__What the exercise asks__: Format the listing below as a numbered list, starting at its first line and ending with the line containing "[536,376,584,399]", both inclusive. Omit any blank lines.

__Data lines__:
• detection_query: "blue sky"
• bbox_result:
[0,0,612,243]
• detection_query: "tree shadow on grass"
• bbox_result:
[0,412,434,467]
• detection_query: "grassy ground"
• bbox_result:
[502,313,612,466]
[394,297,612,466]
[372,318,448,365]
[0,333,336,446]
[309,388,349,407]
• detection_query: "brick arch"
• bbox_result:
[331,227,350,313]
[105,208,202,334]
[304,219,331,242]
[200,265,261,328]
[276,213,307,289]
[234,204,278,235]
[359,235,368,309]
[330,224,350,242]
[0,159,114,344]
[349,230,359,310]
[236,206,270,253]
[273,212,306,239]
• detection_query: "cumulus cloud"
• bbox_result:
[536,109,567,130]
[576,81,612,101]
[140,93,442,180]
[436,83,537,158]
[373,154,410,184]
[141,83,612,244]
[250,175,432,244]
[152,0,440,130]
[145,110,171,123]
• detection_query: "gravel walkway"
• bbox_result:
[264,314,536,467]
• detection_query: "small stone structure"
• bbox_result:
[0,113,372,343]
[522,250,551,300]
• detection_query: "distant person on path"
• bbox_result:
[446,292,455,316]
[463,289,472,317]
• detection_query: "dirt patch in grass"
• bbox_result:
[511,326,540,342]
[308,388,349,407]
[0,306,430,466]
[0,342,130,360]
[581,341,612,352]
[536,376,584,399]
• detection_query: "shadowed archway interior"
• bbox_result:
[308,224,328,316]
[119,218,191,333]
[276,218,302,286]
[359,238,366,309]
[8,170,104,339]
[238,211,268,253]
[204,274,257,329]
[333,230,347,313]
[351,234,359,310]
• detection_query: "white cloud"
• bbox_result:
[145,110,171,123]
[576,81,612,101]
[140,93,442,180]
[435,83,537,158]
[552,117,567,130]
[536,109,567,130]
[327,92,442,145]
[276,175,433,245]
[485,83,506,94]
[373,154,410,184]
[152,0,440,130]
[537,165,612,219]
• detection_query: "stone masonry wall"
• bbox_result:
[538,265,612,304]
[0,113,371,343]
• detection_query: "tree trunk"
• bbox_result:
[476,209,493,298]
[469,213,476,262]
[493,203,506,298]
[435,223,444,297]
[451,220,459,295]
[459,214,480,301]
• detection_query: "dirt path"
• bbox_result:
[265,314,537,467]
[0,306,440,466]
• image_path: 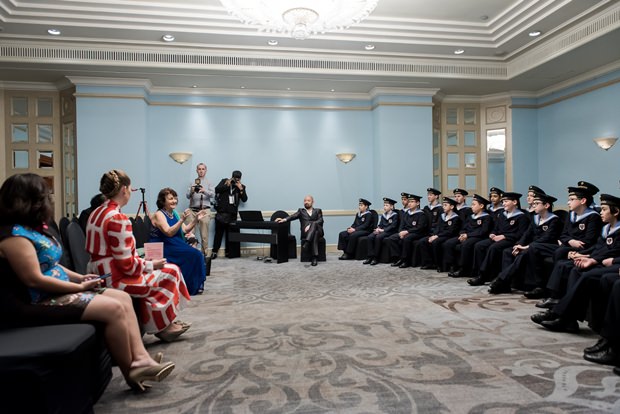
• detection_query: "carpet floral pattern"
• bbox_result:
[95,255,620,414]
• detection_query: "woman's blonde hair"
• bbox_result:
[99,170,131,199]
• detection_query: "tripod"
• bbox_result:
[136,188,149,218]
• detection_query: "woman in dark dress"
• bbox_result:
[0,174,174,391]
[149,188,207,295]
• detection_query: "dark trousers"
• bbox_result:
[367,232,391,258]
[472,239,514,280]
[301,221,323,257]
[553,265,620,327]
[601,272,620,349]
[417,237,449,270]
[338,230,370,256]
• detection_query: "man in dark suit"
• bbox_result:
[211,170,248,259]
[338,198,374,260]
[276,195,323,266]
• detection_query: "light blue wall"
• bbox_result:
[538,72,620,200]
[506,99,546,195]
[76,86,432,243]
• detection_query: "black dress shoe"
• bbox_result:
[467,276,484,286]
[489,279,512,295]
[583,346,620,365]
[534,298,560,309]
[583,338,609,354]
[523,287,549,299]
[540,318,590,334]
[530,310,560,325]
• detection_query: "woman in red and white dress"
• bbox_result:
[86,170,189,342]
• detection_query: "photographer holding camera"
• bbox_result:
[211,170,248,259]
[186,162,215,257]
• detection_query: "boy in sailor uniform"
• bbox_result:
[489,193,562,294]
[385,194,429,268]
[532,194,620,334]
[417,197,461,272]
[363,197,399,266]
[338,198,374,260]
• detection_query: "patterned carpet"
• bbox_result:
[95,255,620,414]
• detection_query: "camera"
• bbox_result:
[192,178,202,193]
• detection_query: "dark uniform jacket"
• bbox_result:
[432,213,463,238]
[491,210,530,243]
[422,203,443,233]
[377,211,400,234]
[351,211,374,231]
[582,224,620,262]
[560,209,602,249]
[398,209,429,236]
[460,211,493,238]
[516,213,562,246]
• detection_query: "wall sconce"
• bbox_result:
[594,137,618,151]
[336,152,356,164]
[170,152,192,164]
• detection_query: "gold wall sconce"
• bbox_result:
[170,152,192,164]
[594,137,618,151]
[336,152,357,164]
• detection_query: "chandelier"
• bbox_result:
[220,0,379,40]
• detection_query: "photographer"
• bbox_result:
[185,162,215,257]
[211,170,248,259]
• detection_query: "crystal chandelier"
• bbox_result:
[220,0,379,40]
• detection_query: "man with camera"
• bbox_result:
[186,162,215,257]
[211,170,248,259]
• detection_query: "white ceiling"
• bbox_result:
[0,0,620,95]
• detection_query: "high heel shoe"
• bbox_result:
[127,362,174,392]
[155,325,190,342]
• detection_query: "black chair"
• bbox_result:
[355,210,379,260]
[67,221,90,275]
[269,210,297,260]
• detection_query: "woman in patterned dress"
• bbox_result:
[0,174,174,390]
[86,170,189,342]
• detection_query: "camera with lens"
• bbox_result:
[192,178,202,193]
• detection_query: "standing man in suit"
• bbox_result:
[211,170,248,259]
[338,198,374,260]
[185,162,215,257]
[276,195,323,266]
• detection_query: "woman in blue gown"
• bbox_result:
[149,188,206,295]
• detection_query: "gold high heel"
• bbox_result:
[127,362,174,392]
[155,325,190,342]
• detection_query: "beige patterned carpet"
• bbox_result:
[95,255,620,414]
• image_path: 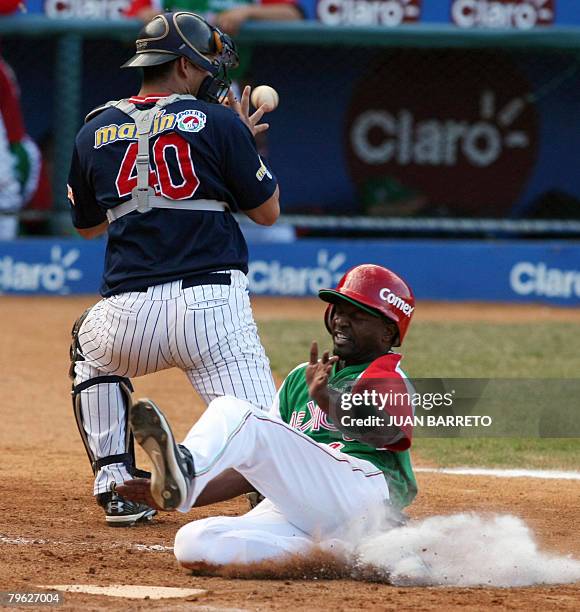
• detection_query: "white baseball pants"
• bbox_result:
[174,397,389,565]
[74,270,276,495]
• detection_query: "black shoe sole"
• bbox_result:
[129,399,189,510]
[105,508,157,529]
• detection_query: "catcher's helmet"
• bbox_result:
[318,264,415,346]
[121,11,238,102]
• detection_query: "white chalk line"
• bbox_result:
[0,533,173,552]
[420,468,580,480]
[0,467,580,552]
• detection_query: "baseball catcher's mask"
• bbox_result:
[318,264,415,346]
[121,11,239,103]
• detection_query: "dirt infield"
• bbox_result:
[0,296,580,610]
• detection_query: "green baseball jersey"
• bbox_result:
[272,353,417,508]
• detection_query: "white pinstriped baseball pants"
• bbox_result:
[174,397,389,565]
[74,270,275,495]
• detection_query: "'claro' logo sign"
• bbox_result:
[346,50,538,216]
[451,0,555,30]
[316,0,421,27]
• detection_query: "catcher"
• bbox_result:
[119,265,417,567]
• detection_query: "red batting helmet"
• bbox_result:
[318,264,415,346]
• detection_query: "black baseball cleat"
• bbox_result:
[129,399,195,510]
[97,483,157,527]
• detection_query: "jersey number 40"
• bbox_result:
[115,133,199,200]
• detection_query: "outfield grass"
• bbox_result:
[259,320,580,469]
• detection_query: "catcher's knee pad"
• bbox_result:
[72,372,151,478]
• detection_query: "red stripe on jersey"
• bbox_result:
[352,353,413,451]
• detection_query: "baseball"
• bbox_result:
[250,85,280,113]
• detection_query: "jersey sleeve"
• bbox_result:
[223,111,278,210]
[68,144,107,229]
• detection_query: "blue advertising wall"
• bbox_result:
[21,0,580,27]
[0,239,580,307]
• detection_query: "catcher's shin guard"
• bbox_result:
[69,308,151,478]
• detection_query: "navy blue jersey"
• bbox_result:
[69,96,276,297]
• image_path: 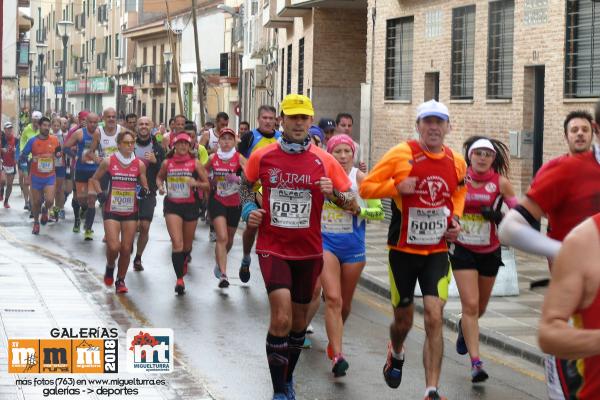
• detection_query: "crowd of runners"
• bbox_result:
[0,94,600,399]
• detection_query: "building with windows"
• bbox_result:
[31,0,137,113]
[0,0,33,131]
[361,0,600,192]
[262,0,368,140]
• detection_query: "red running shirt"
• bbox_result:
[104,154,142,216]
[244,143,351,260]
[527,152,600,241]
[573,214,600,400]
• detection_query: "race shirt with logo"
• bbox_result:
[104,154,142,216]
[527,151,600,241]
[98,125,121,158]
[2,134,18,174]
[21,135,60,178]
[321,167,366,242]
[165,154,196,204]
[359,141,467,255]
[52,129,65,168]
[209,151,241,207]
[244,143,351,260]
[457,173,500,253]
[76,128,98,171]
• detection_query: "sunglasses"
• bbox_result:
[472,150,496,157]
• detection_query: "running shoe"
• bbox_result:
[302,336,312,349]
[456,319,469,355]
[240,257,250,283]
[471,361,489,383]
[41,207,48,225]
[219,274,229,289]
[325,343,334,360]
[383,343,404,389]
[285,378,296,400]
[423,390,448,400]
[133,258,144,271]
[175,278,185,295]
[115,279,129,293]
[104,265,115,286]
[331,354,350,378]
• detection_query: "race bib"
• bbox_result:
[217,177,240,197]
[167,176,190,199]
[406,207,448,244]
[458,214,492,246]
[38,157,54,174]
[321,201,353,233]
[270,189,312,229]
[110,188,135,213]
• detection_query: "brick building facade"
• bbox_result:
[362,0,600,193]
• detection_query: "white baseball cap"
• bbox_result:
[469,139,496,157]
[417,100,450,121]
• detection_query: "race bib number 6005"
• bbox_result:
[406,207,448,244]
[270,189,312,229]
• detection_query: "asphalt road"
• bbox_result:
[0,192,547,399]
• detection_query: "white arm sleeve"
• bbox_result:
[498,210,561,258]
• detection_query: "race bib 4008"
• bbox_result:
[270,189,312,229]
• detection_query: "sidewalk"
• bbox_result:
[0,227,212,400]
[360,222,549,364]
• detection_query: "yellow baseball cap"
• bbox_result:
[281,94,315,117]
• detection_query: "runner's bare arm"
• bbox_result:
[196,160,210,190]
[538,219,600,360]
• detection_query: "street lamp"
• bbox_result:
[36,43,48,113]
[83,60,91,110]
[58,21,73,117]
[54,65,61,111]
[115,57,123,118]
[28,51,37,119]
[163,50,173,125]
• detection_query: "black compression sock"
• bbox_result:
[286,329,306,382]
[267,333,289,393]
[171,251,185,279]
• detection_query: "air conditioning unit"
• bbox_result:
[254,64,267,88]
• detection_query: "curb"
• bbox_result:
[358,272,546,366]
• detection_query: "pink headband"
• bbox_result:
[327,134,356,154]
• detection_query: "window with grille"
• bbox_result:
[286,44,292,94]
[298,38,304,94]
[279,47,285,99]
[450,6,475,99]
[385,17,414,100]
[565,0,600,98]
[487,0,515,99]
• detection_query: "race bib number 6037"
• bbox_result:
[270,189,312,229]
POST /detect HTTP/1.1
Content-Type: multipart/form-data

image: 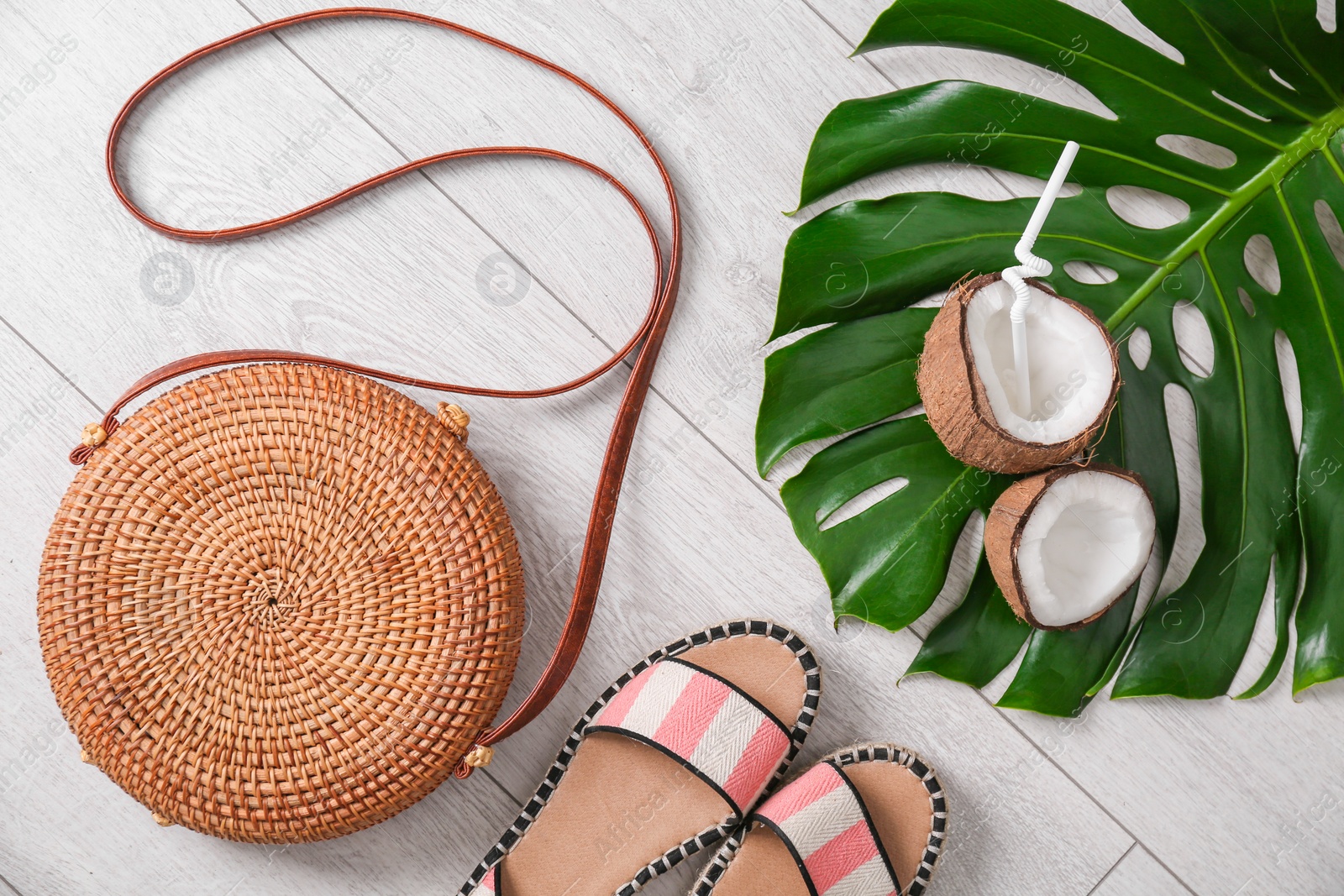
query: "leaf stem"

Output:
[1106,109,1344,328]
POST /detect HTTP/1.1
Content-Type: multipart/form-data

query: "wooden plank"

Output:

__Full solution__:
1. • detection_query: "blue sky"
2. • bbox_result:
3. [0,0,612,243]
4. • detection_query: "tree shadow on grass"
5. • bbox_result:
6. [0,412,434,467]
7. • detection_query: "grassy ground"
8. • bbox_result:
9. [502,313,612,466]
10. [394,297,612,466]
11. [372,318,448,365]
12. [0,333,336,446]
13. [309,388,349,407]
14. • detection_query: "brick arch"
15. • bbox_result:
16. [331,227,350,313]
17. [105,208,202,334]
18. [304,219,331,242]
19. [200,265,261,328]
20. [276,213,307,289]
21. [234,204,278,235]
22. [359,235,368,309]
23. [330,224,350,242]
24. [0,159,114,344]
25. [349,230,359,310]
26. [236,206,270,253]
27. [273,212,306,239]
28. • detection_query: "cumulus cloud"
29. • bbox_result:
30. [536,109,567,130]
31. [576,81,612,101]
32. [140,93,442,180]
33. [436,83,537,158]
34. [373,154,410,184]
35. [141,83,612,244]
36. [250,175,432,244]
37. [152,0,440,130]
38. [145,110,171,123]
39. • detection_query: "gravel walkway"
40. • bbox_result:
41. [264,314,536,467]
42. • detection_query: "small stone structure"
43. • bbox_result:
44. [0,113,372,343]
45. [522,250,551,300]
46. • detection_query: "distant person on path"
47. • bbox_result:
48. [446,292,455,316]
49. [463,289,472,317]
50. • detection_query: "dirt patch in grass"
51. • bbox_result:
52. [511,326,540,342]
53. [308,388,349,407]
54. [0,306,430,466]
55. [0,342,130,360]
56. [581,341,612,352]
57. [536,376,584,399]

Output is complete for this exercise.